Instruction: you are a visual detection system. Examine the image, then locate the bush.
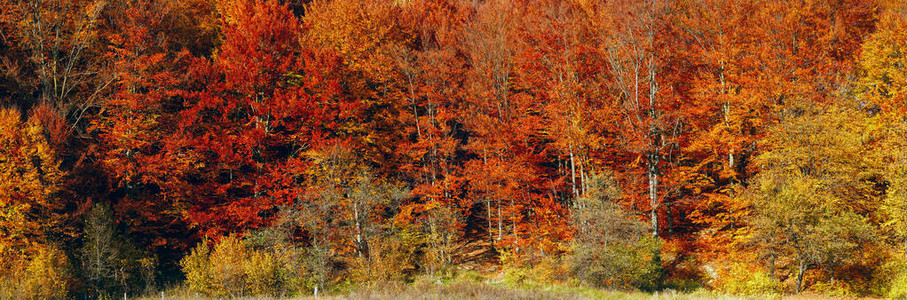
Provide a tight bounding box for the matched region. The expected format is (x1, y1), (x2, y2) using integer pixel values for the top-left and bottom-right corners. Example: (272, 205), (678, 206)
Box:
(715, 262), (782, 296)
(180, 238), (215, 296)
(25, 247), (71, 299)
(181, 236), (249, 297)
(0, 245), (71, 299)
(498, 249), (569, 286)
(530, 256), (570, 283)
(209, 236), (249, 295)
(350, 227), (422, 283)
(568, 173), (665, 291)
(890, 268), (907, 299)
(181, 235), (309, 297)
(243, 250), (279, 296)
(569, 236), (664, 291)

+++

Write out the records above exactly as they appear, leaving out any pictures.

■ **RESPONSE AREA**
Instruction: you are a visual detection system. Examine the image, then locate the bush.
Provide a tight bounding box for the matched region. The expected format is (x1, y1), (x2, y2) using integer pixel values for the top-left and bottom-right corners. Example: (272, 205), (678, 206)
Box:
(715, 262), (782, 296)
(180, 238), (215, 296)
(25, 247), (71, 299)
(181, 236), (249, 297)
(0, 245), (71, 299)
(498, 249), (569, 286)
(530, 256), (570, 283)
(209, 236), (249, 295)
(350, 227), (422, 283)
(568, 173), (665, 291)
(890, 268), (907, 299)
(181, 235), (309, 297)
(243, 250), (279, 296)
(569, 236), (664, 291)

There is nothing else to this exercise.